### TASK 1
Rewrite the listing from the line containing "Target: overcast cloud" through the end of the listing, keeping the requests, and shift every polygon coordinate in the answers up by 138.

### EXCERPT TO READ

Crypto’s escape hatch through Budget 2022

Crypto’s escape hatch through Budget 2022

First, let’s know what exactly cryptocurrency is?

Cryptocurrency is a digital payment system that doesn't rely on banks to verify transactions. It’s a peer-to-peer system that can enable anyone, anywhere to send and receive payments. Instead of being physical money carried around and exchanged in the real world, cryptocurrency payments exist purely as digital entries to an online database describing specific transactions within it. When you transfer cryptocurrency funds, the transactions are recorded in a public ledger. Cryptocurrency is totally stored in digital wallets. Cryptocurrency received its name because it uses encryption to verify transactions' status. This means advanced coding is involved in storing and transmitting cryptocurrency data between wallets and to public ledgers. The aim of encryption is to provide security and safety. The first cryptocurrency was Bitcoin, which was founded in 2009 and remains the best known today. Much of the interest in cryptocurrencies is to trade for profit, with speculators at times driving prices skyward.

How does the crypto industry work?

Cryptocurrencies run on a distributed public ledger called a "blockchain," a record of all transactions updated and held by currency holders.

Units of cryptocurrency are created through a process called mining, which involves using computer power to solve complicated mathematical problems that generate coins. Users can also buy the currencies from brokers, then store and spend them using cryptographic wallets. 

If you own cryptocurrency, you don’t own anything tangible. What you own is a key that allows you to move a record or a unit of measure from one person to another without the help of a trusted third party.

Although Bitcoin has been around since 2009, cryptocurrencies and applications of blockchain technology are still emerging in financial terms, and more uses are expected as crypto will increase in the future. Transactions including bonds, stocks, and other financial assets could eventually be traded using the technology.

Some of the known examples of cryptocurrency are as follows:

  1. Bitcoin: Founded in 2009, Bitcoin was the first cryptocurrency and still the most commonly traded. The currency was developed by Satoshi Nakamoto, widely believed to be a pseudonym for an individual or group of people whose precise identity remains unknown.

  1. Ethereum: Developed in 2015, Ethereum is a blockchain platform with its own cryptocurrency, called Ether (ETH) or Ethereum. It is the most popular cryptocurrency after Bitcoin.

  1. Litecoin: This currency is most similar to bitcoin but has moved more quickly to develop new innovations in it, including faster payments and processes to allow more transactions.

### EXERCISE DATA

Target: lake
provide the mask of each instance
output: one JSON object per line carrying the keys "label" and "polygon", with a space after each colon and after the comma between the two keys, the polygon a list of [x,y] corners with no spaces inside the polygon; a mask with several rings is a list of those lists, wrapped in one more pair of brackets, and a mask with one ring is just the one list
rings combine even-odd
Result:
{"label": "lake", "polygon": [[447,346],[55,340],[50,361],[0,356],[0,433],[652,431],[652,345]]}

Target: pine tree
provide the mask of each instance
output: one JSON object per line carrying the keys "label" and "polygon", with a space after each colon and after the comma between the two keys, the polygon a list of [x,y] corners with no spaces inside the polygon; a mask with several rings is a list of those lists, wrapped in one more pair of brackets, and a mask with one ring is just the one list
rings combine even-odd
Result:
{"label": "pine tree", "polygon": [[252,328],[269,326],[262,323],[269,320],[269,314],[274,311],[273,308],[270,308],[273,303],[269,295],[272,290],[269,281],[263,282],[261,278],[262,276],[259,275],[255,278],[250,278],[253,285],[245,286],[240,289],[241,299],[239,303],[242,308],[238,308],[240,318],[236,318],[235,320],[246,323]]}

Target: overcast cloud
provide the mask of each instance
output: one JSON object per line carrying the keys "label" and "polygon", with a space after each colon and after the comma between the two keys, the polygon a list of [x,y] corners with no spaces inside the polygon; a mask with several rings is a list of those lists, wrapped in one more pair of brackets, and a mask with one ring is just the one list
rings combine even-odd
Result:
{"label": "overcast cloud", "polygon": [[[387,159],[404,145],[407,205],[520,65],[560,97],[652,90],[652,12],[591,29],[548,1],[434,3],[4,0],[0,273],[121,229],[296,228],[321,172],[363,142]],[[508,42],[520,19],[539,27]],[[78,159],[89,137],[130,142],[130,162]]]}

### TASK 2
Repeat word for word the part of the cryptocurrency article between "Some of the" and "identity remains unknown.", inclusive.

### FULL OUTPUT 1
Target: overcast cloud
provide the mask of each instance
output: one JSON object per line carrying the keys "label" and "polygon", with a space after each colon and after the comma between the two keys, the polygon a list of [x,y] corners with no spaces inside the polygon; a mask with several rings is a list of those lists, wrapped in one more pair of brackets, and a mask with one ring is just the one list
rings combine even-odd
Result:
{"label": "overcast cloud", "polygon": [[[525,297],[542,283],[545,343],[658,203],[698,235],[790,228],[790,150],[729,167],[686,139],[572,141],[142,138],[138,411],[259,367],[434,366],[459,310],[501,280]],[[646,180],[658,157],[677,165]],[[216,297],[227,275],[268,280],[268,300]]]}

### FULL OUTPUT 2
Some of the known examples of cryptocurrency are as follows:

  1. Bitcoin: Founded in 2009, Bitcoin was the first cryptocurrency and still the most commonly traded. The currency was developed by Satoshi Nakamoto, widely believed to be a pseudonym for an individual or group of people whose precise identity remains unknown.